__Directions__:
Retype every entry word for word.

__Supplied records__:

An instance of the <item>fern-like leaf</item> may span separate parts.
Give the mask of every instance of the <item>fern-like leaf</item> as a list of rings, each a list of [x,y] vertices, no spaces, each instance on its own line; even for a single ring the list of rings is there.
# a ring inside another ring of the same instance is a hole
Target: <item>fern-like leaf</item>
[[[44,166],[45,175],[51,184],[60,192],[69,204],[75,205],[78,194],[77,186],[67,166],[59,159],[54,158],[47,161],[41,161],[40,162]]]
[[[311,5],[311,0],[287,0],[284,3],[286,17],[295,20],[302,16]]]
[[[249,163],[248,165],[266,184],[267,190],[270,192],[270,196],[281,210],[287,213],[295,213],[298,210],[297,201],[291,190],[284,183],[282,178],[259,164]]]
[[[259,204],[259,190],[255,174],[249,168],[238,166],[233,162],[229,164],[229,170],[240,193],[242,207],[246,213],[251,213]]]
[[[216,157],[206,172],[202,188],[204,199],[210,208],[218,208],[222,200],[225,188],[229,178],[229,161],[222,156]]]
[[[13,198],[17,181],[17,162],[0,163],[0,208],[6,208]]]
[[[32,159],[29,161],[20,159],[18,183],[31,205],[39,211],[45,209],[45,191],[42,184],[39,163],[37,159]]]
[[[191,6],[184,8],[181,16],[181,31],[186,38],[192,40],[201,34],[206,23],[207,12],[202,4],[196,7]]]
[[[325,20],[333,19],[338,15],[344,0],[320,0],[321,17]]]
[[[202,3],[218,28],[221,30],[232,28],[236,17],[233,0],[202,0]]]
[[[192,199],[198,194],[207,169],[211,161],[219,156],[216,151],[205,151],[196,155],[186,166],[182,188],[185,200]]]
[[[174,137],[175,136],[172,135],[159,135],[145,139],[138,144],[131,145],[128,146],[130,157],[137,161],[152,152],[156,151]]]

__Completed task__:
An instance of the <item>fern-like leaf</item> may span separate parts.
Give the mask of every instance of the <item>fern-like leaf</item> as a list of rings, each a list of [x,y] vertices, no spaces, each instance on its own line; even for a single ring the list of rings is there.
# a ring inside another ring of the same instance is a hole
Target: <item>fern-like leaf</item>
[[[44,166],[45,175],[51,184],[60,192],[69,204],[75,205],[78,194],[77,186],[67,166],[59,159],[54,158],[47,161],[41,161],[40,162]]]
[[[311,5],[311,0],[287,0],[284,3],[286,17],[295,20],[302,16]]]
[[[249,163],[248,165],[266,184],[267,190],[270,192],[270,196],[281,210],[287,213],[295,213],[298,210],[297,201],[291,190],[284,183],[282,178],[259,164]]]
[[[259,204],[259,190],[255,174],[249,168],[238,166],[233,162],[229,164],[229,170],[240,193],[242,207],[246,213],[251,213]]]
[[[216,157],[206,172],[202,188],[204,199],[210,208],[218,208],[222,200],[225,188],[229,178],[229,161],[222,156]]]
[[[13,198],[17,181],[17,162],[0,163],[0,208],[6,208]]]
[[[32,159],[29,161],[20,159],[18,183],[31,205],[39,211],[45,209],[45,191],[42,184],[39,163],[37,159]]]
[[[191,6],[184,8],[181,16],[181,31],[186,38],[192,40],[201,34],[206,23],[207,12],[202,4],[196,7]]]
[[[325,20],[333,19],[338,15],[344,0],[320,0],[321,17]]]
[[[202,3],[218,28],[221,30],[232,28],[236,17],[233,0],[202,0]]]
[[[192,199],[198,194],[207,169],[211,161],[219,156],[216,151],[205,151],[196,155],[186,166],[182,188],[185,200]]]
[[[174,137],[175,136],[172,135],[159,135],[145,139],[138,144],[131,145],[128,146],[130,157],[137,161],[152,152],[156,151]]]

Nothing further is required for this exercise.